### 読む文章
══════════════════════════════

例えば子供たちに地元を支えているタイル工場で働く大人のかっこよさを知ってほしい。地元で働く事にも誇りを持ってほしい。働く場所は多治見でも、作った作品は世界に行っていること、必要とされているからこそ地元で働く人が大切なこと。地元から世界に発信できる。

そんな担い手になる子供たちが増えるように私も微力ながら働きかけていきたいと思います。

 

インタビューした日は燦々と太陽が照りつける夏。全国屈指の暑さを誇る多治見は、まさに「夏の都」。

夏の都で育った、熱い熱い想いをもった夏都代さんにこの時期に取材できたこともまた何かのご縁に違いない。


好きなファッションは?

アフリカンダンスをしている事もあり、民族衣装っぽいデザインのものが好きです。

その他だと、上半身は白か黒を着ている事が多いかも。


多治見お気に入りスポットは?


お気に入りの理由は?

══════════════════════════════

### やること
1. 上の多治見のインタビュー記事について、次の問いに答えてください。
(a) 子供たちに知ってほしいとされているのは、どこで働く大人のかっこよさですか。
(b) インタビューした日は、どの季節でしたか。
(c) 民族衣装っぽいデザインのものが好きなのは、何をしている事もあるからですか。
2. 上の多治見のインタビュー記事を、最後の文のあとから書き進めてください。

### もとの資料
══════════════════════════════

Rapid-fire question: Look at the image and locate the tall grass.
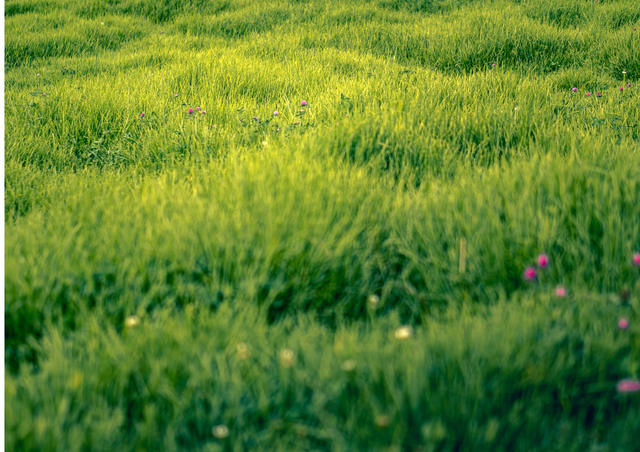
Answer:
[5,0,640,451]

══════════════════════════════

### 答え
1.
(a) 地元を支えているタイル工場
(b) 夏
(c) アフリカンダンス

2.
元々タイルが小さい頃から身近なこともあり、タイルの色とりどりなところはもちろん、タイルのジャラジャラとした音がとにかく好きなのです。

タイルをジャラジャラ触っている時の擦れた音を聞くと子どもの頃の感覚になります^ ^

懐かしいタイルシンクを作られているお店があると知った時は衝撃と嬉しさと懐かしさでキュンキュンしました♪

地元企業さんの色々な商品も見られるお店で&ennさんもですがどちらも大好きなお店です。

(ちなみに作善堂さんのお兄さん、水野モータースさん達が&enn経営されています。)

余談ですが、作善堂さんの最近の丸シンクを見て我が家のトイレの陶器の手洗いもタイル施工できないかと

考えているところです。


多治見の好きなところ・いいところ

自由なママがたくさんいるところ。

多治見市という小さなコミュニティの中でも、自分が好きなものが選びやすい環境があるのではないかと思います。



多治見がもっとこうなったらいいな

子どもベースで仕事を考える機会があるといいと思ってます。インタビューでも伝えましたが、子どもたちが地元や工場で働く大人をっこいい。僕もやってみたい!すげー!といつもと違う大人の姿など見てもらいたい。「子ども参観日」みたいな子供達に地元の工場や工房などの見学をしてもらう機会もたくさん設けて、自分自身でどうしたいか、どうなりたいかを考える環境もあってもいいのではないかと思います。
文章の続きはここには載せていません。